A couple sits on the couch with the man staring off in the distance. What to do when your partner pulls away

Have you noticed your partner pulling away? It’s an unsettling feeling, especially if they’re telling you that everything’s fine and that doesn’t feel true. Even the most secure among us can start worrying about scary things like affairs or an impending breakup or divorce when we feel the emotional distance in our relationships growing. And if you’re already anxiously attached, feeling your partner pull away can supercharge your relationship anxiety. 

As an experienced marriage counselor and relationship coach, I’ve helped countless couples navigate periods of disconnection in their relationships, and I am here to help you too. If you’ve noticed your partner starting to withdraw, don’t panic. I’ve got some information that’s going to help you get to the bottom of what’s happening and what to do when your partner pulls away.

If you’d prefer to listen to this one, I’ve also recorded an episode of the Love, Happiness and Success podcast on this topic. You can find it in the player at the bottom of this page, or on Apple podcasts, Spotify, or wherever you get your podcasts.

Is Your Partner Pulling Away? 

First things first, check your perceptions. Is he pulling away? Or could it be something else?

Especially in newer relationships, “pulling away” can be a sign that something has changed. It could be that the person you’re seeing is feeling some doubts. It may be they’re not quite as emotionally available as you thought, and they’re seeking space to keep the intimacy in your relationship from growing beyond the point that feels comfortable for them. And, particularly if you’re someone with an anxious attachment style, it’s also entirely possible that they’re not really pulling away at all, you’re just experiencing the normal anxiety that you would feel in any new relationship that’s not totally committed yet. 

(Unsure of your attachment style? Take my attachment style quiz.)

But in a more committed, established relationship, distance in the relationship can mean something different. It’s actually totally normal for long-term relationships to be more spacious than newer relationships. All long-term couples go through periods of greater closeness, as well as times when they’re a little further apart. What feels like your partner pulling away may even be a reflection of the confidence they have in your bond. They’re able to focus on other areas of life without worrying that your relationship will go anywhere —to them, it’s just that rock solid.

Dataset extract:
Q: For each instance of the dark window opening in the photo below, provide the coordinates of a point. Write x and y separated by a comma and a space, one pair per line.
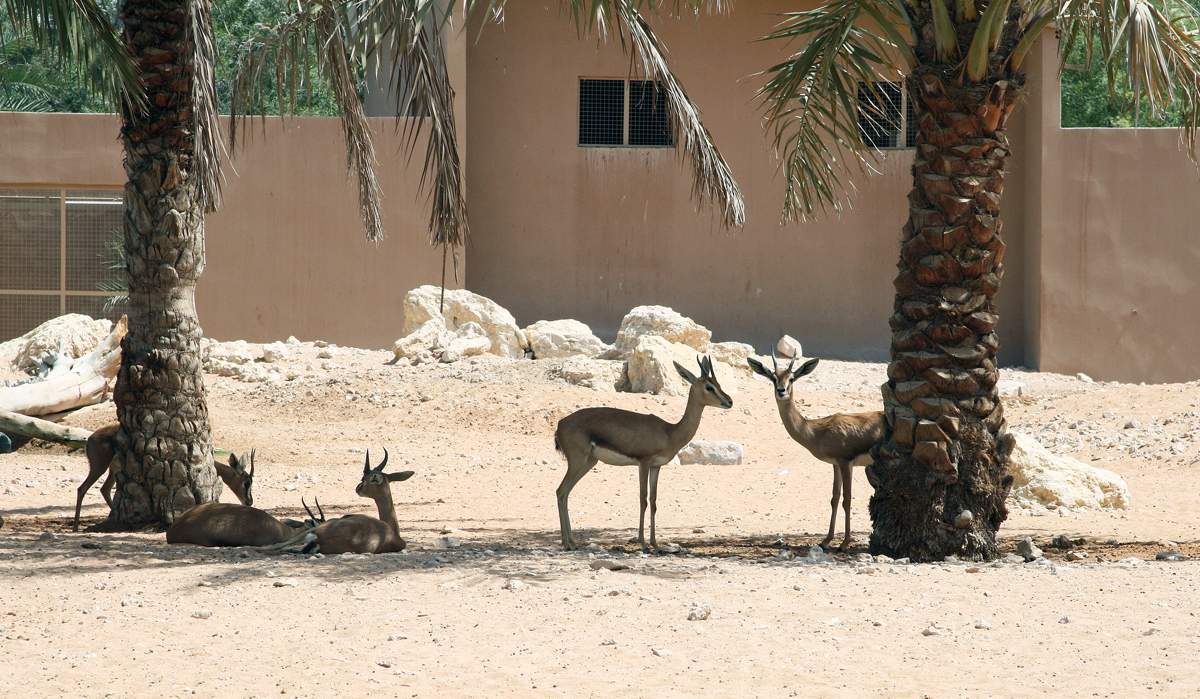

Exercise goal:
Could you reproduce the article above on what to do when a partner pulls away, word for word from start to finish?

Response to this task:
A couple sits on the couch with the man staring off in the distance. What to do when your partner pulls away

Have you noticed your partner pulling away? It’s an unsettling feeling, especially if they’re telling you that everything’s fine and that doesn’t feel true. Even the most secure among us can start worrying about scary things like affairs or an impending breakup or divorce when we feel the emotional distance in our relationships growing. And if you’re already anxiously attached, feeling your partner pull away can supercharge your relationship anxiety. 

As an experienced marriage counselor and relationship coach, I’ve helped countless couples navigate periods of disconnection in their relationships, and I am here to help you too. If you’ve noticed your partner starting to withdraw, don’t panic. I’ve got some information that’s going to help you get to the bottom of what’s happening and what to do when your partner pulls away.

If you’d prefer to listen to this one, I’ve also recorded an episode of the Love, Happiness and Success podcast on this topic. You can find it in the player at the bottom of this page, or on Apple podcasts, Spotify, or wherever you get your podcasts.

Is Your Partner Pulling Away? 

First things first, check your perceptions. Is he pulling away? Or could it be something else?

Especially in newer relationships, “pulling away” can be a sign that something has changed. It could be that the person you’re seeing is feeling some doubts. It may be they’re not quite as emotionally available as you thought, and they’re seeking space to keep the intimacy in your relationship from growing beyond the point that feels comfortable for them. And, particularly if you’re someone with an anxious attachment style, it’s also entirely possible that they’re not really pulling away at all, you’re just experiencing the normal anxiety that you would feel in any new relationship that’s not totally committed yet. 

(Unsure of your attachment style? Take my attachment style quiz.)

But in a more committed, established relationship, distance in the relationship can mean something different. It’s actually totally normal for long-term relationships to be more spacious than newer relationships. All long-term couples go through periods of greater closeness, as well as times when they’re a little further apart. What feels like your partner pulling away may even be a reflection of the confidence they have in your bond. They’re able to focus on other areas of life without worrying that your relationship will go anywhere —to them, it’s just that rock solid.